* [Task prompt]: Will you transcribe, word for word, the lines below starting at the one that contains "Mark a point on each instance of the fish gill" and ending at the final line, leaving out the pictures?

[Dataset excerpt]
******************************

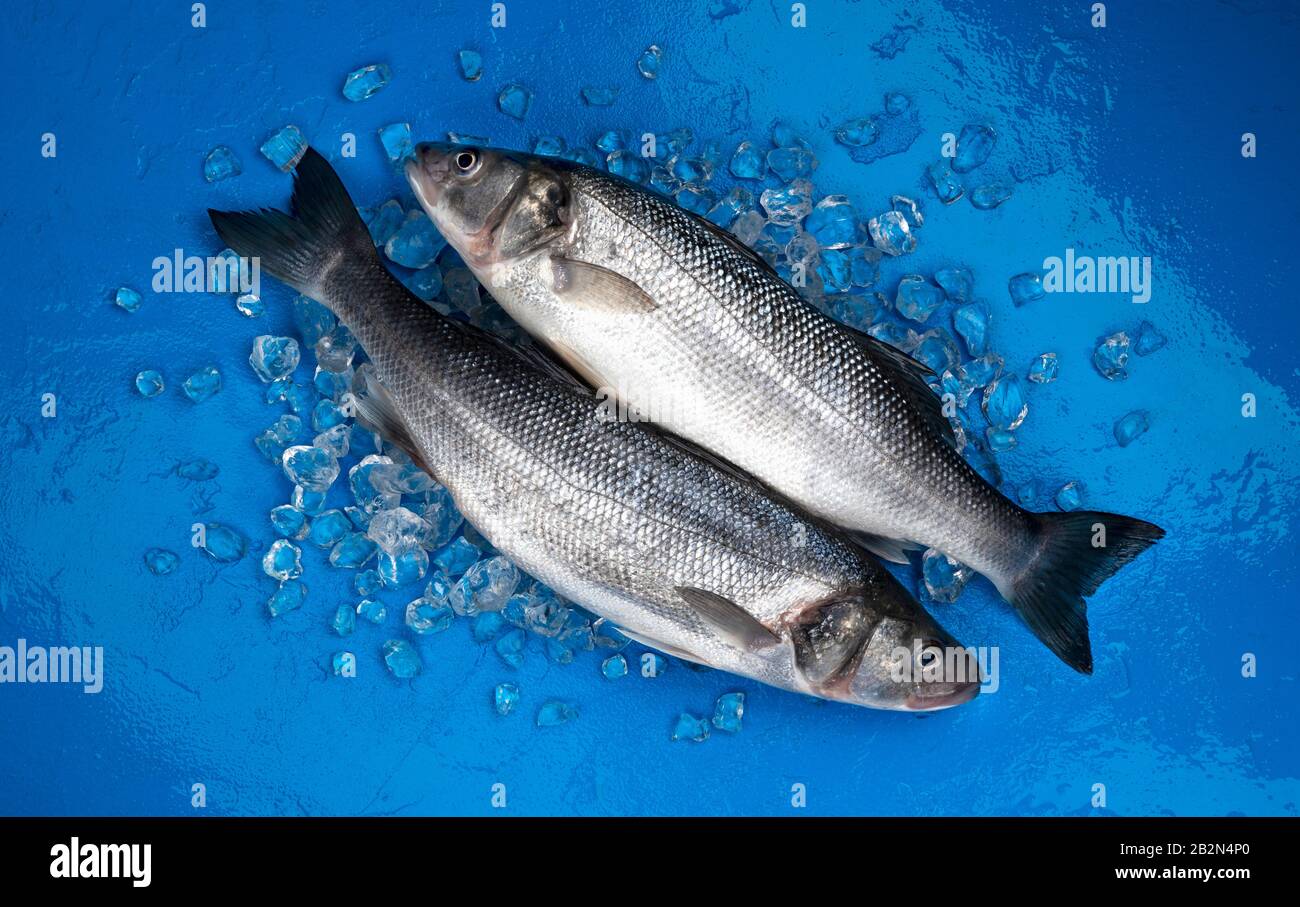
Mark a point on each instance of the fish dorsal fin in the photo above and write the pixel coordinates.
(885, 549)
(910, 378)
(728, 620)
(597, 289)
(375, 407)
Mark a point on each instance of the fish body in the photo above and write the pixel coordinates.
(674, 316)
(684, 555)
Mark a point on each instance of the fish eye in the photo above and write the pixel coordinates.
(467, 161)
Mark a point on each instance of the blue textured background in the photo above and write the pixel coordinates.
(1129, 143)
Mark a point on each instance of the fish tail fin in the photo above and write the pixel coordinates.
(303, 248)
(1074, 554)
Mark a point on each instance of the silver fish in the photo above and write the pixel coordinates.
(677, 319)
(683, 555)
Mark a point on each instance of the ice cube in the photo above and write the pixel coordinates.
(1044, 368)
(991, 195)
(1112, 356)
(402, 659)
(971, 325)
(352, 551)
(203, 383)
(857, 133)
(1004, 403)
(384, 222)
(917, 299)
(748, 163)
(416, 243)
(456, 558)
(1131, 426)
(614, 667)
(689, 728)
(555, 712)
(505, 698)
(510, 647)
(944, 577)
(150, 382)
(289, 597)
(944, 183)
(628, 165)
(397, 142)
(1026, 289)
(367, 82)
(650, 61)
(285, 147)
(161, 562)
(974, 146)
(891, 233)
(728, 711)
(598, 96)
(471, 65)
(1148, 339)
(514, 100)
(273, 356)
(833, 222)
(221, 164)
(343, 621)
(792, 163)
(1070, 497)
(427, 616)
(250, 306)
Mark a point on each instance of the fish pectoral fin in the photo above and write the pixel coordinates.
(662, 646)
(375, 407)
(728, 620)
(598, 289)
(893, 550)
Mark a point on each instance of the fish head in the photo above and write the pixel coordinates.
(492, 205)
(878, 654)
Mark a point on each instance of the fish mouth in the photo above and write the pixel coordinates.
(934, 702)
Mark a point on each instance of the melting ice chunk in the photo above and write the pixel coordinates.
(285, 148)
(728, 712)
(150, 382)
(514, 100)
(505, 698)
(471, 65)
(273, 356)
(1112, 356)
(367, 82)
(203, 383)
(1131, 426)
(891, 233)
(974, 146)
(555, 712)
(690, 728)
(284, 560)
(402, 659)
(289, 597)
(221, 164)
(1043, 369)
(161, 562)
(650, 61)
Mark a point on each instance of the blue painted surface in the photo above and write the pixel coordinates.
(1129, 139)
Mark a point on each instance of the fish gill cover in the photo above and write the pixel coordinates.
(312, 626)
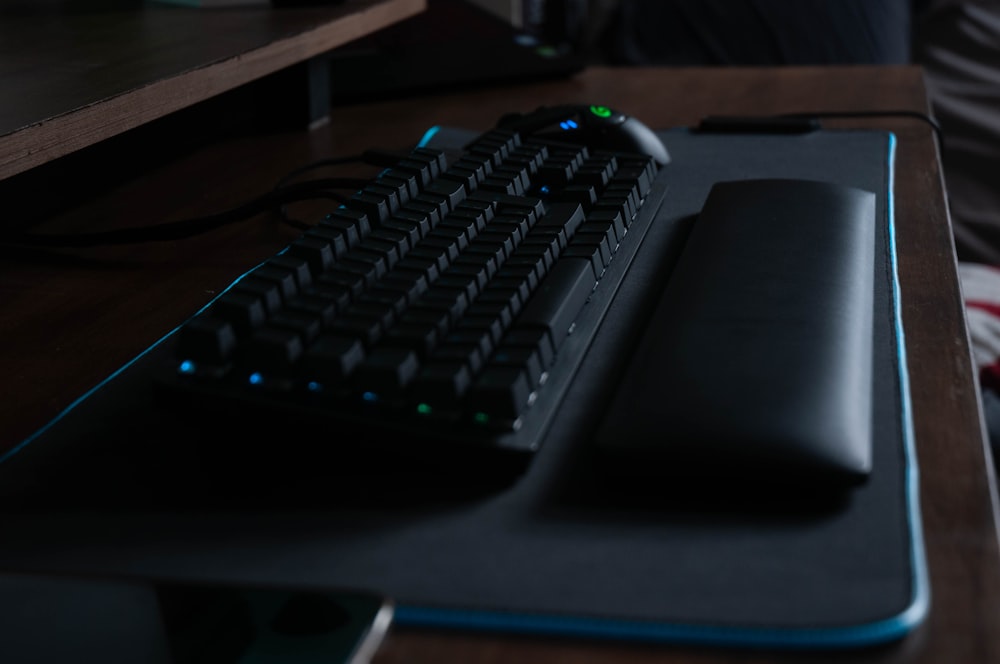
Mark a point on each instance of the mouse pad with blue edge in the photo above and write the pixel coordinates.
(113, 486)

******************************

* [Solution for this exercise]:
Mark a point on each instance of the fish gill cover in the photo above and write the pixel coordinates.
(312, 626)
Mark a point on each instance of the mouse pad with blue edge in the photo above and write the pixel coordinates.
(113, 486)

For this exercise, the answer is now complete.